• **TASK DESCRIPTION**
Write out the data exactly as given, dropping every picture.

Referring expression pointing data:
☆ ☆ ☆ ☆
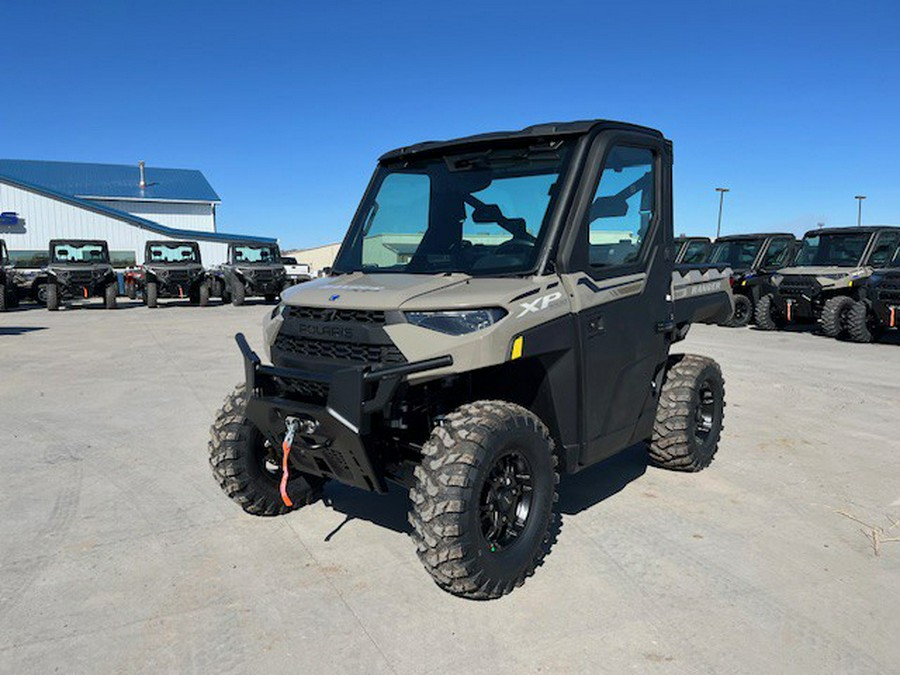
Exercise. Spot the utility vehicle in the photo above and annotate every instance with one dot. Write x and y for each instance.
(252, 269)
(501, 311)
(878, 308)
(171, 269)
(823, 282)
(691, 250)
(752, 258)
(8, 294)
(80, 268)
☆ ☆ ☆ ☆
• **WRITTEN RESPONSE**
Exercise. Spot the utility vehicle in the photo above and annotate every instance with one dot. Write x and y for each instance.
(252, 269)
(501, 311)
(878, 308)
(171, 269)
(823, 282)
(691, 250)
(752, 258)
(8, 294)
(80, 268)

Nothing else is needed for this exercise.